| Requirement |
Lines below that include the word "positive" should each be copied.

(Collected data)
===

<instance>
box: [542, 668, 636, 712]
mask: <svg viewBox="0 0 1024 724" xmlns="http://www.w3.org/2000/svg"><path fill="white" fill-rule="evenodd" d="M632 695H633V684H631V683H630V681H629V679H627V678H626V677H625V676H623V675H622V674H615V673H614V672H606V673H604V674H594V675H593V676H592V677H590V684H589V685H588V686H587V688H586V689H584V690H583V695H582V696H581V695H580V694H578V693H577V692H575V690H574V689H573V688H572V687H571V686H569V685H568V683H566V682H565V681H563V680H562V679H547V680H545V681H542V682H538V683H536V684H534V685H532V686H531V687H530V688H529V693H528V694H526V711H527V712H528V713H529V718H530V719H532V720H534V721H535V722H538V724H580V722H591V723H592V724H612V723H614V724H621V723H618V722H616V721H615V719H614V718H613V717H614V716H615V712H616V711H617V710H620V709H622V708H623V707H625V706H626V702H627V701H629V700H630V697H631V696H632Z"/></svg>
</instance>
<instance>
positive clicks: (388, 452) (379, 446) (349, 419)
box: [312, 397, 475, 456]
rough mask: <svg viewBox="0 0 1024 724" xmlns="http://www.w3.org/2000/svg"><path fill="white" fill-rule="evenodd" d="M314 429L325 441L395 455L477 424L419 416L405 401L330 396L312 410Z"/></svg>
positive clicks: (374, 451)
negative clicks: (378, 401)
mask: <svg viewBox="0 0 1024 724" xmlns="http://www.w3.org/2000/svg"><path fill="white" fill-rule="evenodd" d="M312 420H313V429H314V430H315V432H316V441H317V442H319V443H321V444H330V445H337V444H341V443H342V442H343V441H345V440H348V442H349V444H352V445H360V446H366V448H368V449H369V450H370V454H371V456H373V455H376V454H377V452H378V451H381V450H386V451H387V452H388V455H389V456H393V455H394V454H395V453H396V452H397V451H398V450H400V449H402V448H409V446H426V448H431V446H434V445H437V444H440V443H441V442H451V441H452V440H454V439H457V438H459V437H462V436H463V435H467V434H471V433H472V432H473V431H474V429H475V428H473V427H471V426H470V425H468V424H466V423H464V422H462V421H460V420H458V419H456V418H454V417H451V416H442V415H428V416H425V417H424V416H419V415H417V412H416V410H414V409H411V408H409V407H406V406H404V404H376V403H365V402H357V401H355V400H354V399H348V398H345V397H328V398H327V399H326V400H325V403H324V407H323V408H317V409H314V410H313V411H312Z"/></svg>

===

| Result below |
positive clicks: (388, 452) (379, 446) (349, 419)
positive clicks: (374, 451)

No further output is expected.